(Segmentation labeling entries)
----------------

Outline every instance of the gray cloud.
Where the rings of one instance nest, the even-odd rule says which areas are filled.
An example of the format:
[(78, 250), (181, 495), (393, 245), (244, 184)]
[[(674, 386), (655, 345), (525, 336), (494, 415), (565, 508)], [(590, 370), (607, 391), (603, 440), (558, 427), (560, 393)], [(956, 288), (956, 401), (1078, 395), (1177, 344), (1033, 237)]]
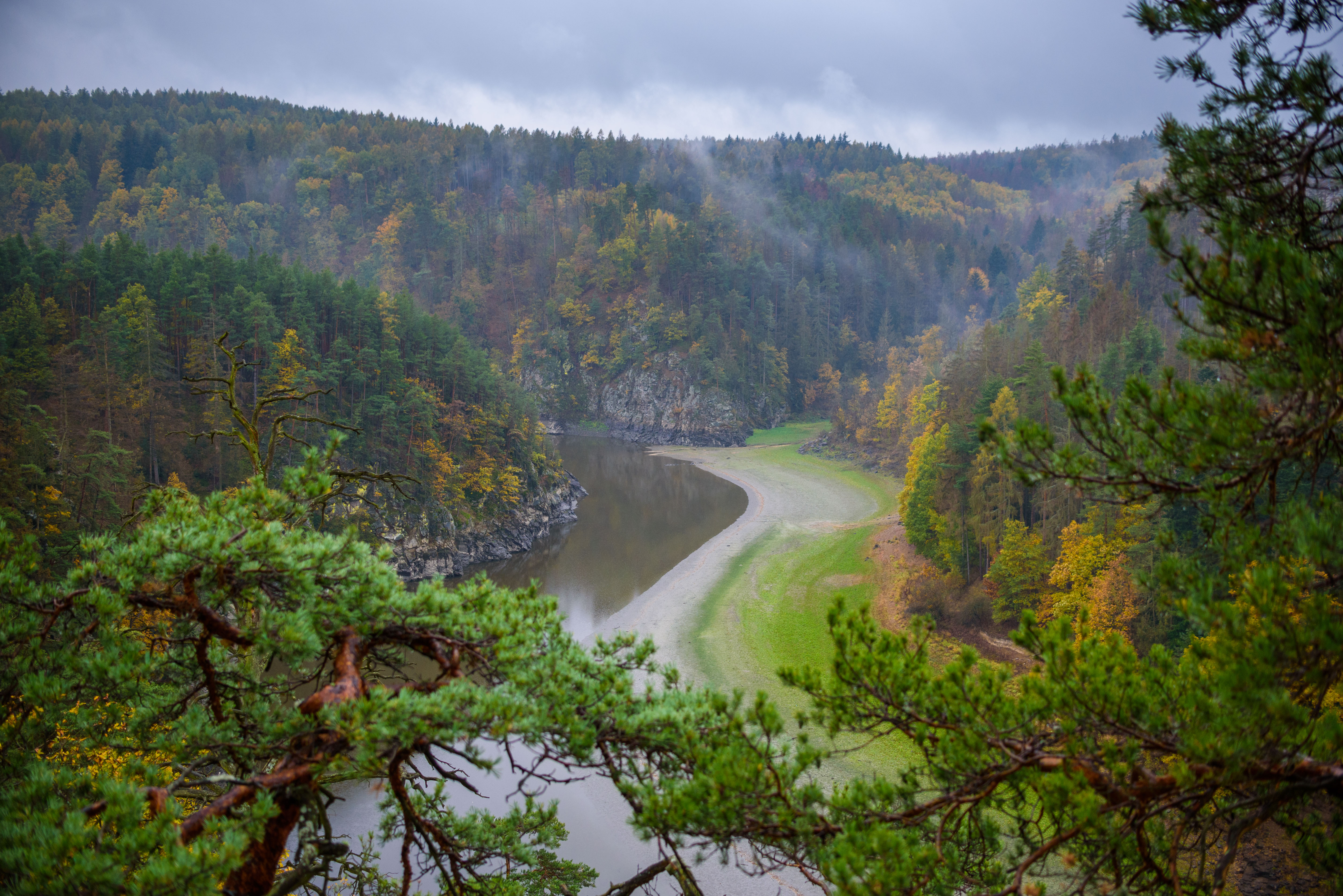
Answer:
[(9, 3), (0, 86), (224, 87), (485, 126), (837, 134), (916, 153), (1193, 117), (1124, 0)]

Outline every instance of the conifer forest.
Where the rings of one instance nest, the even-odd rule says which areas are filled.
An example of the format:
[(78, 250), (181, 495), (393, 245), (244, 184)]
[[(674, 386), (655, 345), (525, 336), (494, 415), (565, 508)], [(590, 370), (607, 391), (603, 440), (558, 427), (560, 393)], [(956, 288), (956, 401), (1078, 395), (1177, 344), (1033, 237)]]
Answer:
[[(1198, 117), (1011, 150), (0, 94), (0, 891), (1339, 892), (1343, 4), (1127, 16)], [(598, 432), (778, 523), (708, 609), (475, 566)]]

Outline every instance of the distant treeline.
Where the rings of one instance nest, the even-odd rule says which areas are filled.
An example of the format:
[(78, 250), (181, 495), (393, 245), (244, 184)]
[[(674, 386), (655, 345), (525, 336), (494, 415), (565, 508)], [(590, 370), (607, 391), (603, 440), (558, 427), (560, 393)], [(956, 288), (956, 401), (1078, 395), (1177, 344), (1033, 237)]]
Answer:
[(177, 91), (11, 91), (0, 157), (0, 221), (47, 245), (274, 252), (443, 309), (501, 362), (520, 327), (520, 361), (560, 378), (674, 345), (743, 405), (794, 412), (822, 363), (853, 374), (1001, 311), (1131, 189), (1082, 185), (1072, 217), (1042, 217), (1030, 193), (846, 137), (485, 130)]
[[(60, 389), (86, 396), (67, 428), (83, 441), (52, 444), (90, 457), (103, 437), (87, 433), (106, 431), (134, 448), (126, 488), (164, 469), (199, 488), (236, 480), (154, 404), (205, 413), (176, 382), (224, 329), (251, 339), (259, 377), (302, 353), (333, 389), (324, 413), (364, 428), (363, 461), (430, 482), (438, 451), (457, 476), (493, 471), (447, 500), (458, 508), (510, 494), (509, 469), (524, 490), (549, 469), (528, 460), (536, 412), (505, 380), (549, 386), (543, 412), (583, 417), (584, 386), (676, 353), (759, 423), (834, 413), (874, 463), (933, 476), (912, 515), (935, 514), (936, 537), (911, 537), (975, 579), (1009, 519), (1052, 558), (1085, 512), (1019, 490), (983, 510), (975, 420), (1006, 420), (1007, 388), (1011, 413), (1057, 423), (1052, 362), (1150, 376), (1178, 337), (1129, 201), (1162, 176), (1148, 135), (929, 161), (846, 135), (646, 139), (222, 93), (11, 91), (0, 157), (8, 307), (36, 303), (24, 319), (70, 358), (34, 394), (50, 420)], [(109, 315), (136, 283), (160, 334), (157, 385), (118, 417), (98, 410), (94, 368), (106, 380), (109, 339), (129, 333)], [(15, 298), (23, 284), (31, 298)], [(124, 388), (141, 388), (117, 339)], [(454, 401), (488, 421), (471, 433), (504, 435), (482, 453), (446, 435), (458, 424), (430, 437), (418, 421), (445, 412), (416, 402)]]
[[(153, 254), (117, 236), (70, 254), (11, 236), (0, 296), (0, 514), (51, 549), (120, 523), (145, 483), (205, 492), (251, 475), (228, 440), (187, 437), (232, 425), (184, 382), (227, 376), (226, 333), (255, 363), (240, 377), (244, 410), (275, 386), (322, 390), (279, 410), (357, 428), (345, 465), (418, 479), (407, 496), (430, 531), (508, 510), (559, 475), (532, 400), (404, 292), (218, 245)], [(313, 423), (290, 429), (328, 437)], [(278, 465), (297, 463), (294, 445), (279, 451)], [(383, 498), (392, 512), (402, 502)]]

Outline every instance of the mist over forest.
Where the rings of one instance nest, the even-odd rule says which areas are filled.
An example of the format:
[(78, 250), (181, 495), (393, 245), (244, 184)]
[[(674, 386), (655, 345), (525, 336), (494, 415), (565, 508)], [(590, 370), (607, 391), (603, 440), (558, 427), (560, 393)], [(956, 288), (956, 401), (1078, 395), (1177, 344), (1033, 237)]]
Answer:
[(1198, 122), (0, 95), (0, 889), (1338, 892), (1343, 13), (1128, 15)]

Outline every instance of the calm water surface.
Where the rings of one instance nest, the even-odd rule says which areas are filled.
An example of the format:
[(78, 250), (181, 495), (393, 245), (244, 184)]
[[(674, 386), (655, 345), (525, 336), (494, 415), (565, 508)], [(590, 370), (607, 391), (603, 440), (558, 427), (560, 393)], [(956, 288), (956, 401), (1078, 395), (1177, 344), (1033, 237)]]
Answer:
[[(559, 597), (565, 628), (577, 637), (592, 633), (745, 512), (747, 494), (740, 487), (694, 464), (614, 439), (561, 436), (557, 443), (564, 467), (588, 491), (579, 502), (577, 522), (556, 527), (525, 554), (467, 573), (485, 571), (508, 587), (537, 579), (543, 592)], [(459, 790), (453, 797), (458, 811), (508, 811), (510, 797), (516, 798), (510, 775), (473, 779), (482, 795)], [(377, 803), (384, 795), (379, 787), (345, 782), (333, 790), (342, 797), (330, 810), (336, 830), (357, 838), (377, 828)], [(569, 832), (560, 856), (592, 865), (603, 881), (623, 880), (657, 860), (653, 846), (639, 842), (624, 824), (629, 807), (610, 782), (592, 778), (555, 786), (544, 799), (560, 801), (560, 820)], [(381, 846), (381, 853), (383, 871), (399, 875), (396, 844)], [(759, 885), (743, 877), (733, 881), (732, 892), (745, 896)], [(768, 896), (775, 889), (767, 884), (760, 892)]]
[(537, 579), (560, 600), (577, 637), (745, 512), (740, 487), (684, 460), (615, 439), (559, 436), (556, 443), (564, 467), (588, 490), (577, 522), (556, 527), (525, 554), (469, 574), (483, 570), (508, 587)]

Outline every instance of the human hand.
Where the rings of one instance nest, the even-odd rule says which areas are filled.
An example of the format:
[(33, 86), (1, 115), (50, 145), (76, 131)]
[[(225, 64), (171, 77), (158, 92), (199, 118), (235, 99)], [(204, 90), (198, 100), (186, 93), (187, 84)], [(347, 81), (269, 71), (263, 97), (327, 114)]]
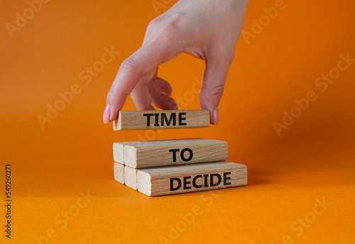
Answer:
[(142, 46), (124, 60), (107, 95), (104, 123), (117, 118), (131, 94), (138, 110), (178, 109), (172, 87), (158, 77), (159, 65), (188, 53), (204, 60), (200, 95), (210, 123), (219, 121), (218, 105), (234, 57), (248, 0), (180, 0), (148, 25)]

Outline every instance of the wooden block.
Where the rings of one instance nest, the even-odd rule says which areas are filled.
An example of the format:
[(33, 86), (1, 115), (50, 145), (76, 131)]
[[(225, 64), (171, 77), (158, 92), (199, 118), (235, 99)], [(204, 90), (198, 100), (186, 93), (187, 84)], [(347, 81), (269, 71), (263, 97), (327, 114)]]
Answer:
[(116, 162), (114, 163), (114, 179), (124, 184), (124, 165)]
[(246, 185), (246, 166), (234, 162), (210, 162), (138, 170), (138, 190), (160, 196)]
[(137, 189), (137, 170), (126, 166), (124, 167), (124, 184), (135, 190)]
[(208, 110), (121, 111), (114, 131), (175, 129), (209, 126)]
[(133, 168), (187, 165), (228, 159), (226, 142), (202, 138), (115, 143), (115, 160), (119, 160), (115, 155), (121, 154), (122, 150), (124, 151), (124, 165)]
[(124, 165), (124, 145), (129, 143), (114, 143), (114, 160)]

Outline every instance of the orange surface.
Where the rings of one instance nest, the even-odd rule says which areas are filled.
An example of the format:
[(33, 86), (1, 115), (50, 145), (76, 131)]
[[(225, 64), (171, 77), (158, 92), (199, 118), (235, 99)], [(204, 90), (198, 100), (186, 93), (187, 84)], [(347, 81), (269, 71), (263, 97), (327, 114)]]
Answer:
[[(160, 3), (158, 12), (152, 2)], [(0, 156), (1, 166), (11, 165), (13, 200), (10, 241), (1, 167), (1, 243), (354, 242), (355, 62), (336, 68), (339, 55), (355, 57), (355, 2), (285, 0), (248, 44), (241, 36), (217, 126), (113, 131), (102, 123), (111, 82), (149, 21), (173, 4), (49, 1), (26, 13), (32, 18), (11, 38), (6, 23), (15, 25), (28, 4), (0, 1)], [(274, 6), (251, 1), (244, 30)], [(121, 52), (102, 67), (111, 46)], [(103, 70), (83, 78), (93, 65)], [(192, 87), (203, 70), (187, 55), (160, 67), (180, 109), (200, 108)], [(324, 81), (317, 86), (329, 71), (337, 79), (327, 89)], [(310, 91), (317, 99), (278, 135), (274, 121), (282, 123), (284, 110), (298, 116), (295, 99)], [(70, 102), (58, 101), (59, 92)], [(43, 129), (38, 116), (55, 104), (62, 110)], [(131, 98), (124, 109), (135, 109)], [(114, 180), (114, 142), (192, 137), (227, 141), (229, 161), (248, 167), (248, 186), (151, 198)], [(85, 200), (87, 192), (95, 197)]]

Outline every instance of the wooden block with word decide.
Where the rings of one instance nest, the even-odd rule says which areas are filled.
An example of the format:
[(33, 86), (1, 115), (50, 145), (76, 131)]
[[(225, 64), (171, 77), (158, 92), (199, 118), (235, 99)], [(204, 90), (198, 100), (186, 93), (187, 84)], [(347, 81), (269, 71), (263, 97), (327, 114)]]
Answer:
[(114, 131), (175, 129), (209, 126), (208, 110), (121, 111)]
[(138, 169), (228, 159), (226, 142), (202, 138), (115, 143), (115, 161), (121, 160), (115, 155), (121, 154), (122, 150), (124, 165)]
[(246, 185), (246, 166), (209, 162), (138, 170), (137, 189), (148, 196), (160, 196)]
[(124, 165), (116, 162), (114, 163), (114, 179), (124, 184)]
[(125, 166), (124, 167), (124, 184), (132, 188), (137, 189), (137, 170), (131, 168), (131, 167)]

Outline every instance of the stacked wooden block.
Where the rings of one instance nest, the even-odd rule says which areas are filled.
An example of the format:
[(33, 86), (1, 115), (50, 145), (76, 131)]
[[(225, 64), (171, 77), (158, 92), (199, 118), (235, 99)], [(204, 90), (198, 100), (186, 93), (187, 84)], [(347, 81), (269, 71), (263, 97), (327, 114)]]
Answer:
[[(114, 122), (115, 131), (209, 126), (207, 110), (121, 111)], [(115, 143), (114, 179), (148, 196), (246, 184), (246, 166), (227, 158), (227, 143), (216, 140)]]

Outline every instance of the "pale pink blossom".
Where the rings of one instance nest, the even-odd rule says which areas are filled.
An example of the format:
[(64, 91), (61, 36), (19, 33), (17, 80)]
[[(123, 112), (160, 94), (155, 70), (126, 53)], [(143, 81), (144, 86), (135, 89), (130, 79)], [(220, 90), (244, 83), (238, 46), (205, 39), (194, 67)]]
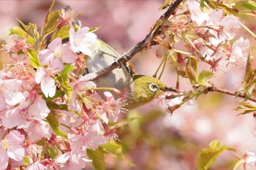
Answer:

----------------

__Task directions__:
Rewrite the records from their start through the line containing "117), (1124, 0)]", both ends included, leaving out the picture and keeping all other text unchanged except that every coordinate in the answers is multiplied by 0.85 and rounded to a whole number, with halves rounded up.

__Result of this task__:
Outline every instance of the gray cloud.
Where the rings of one instance nest, the even-odd rule says which areas are filled.
An example of the format:
[(78, 250), (181, 495), (393, 245), (244, 184)]
[[(674, 386), (655, 345), (525, 336), (494, 415), (565, 508)], [(590, 370), (607, 391), (603, 440), (558, 427), (560, 393)], [(956, 288), (956, 401), (1078, 395), (1177, 344), (1033, 237)]]
Answer:
[(8, 3), (0, 73), (190, 74), (412, 107), (711, 114), (779, 130), (1014, 99), (955, 0)]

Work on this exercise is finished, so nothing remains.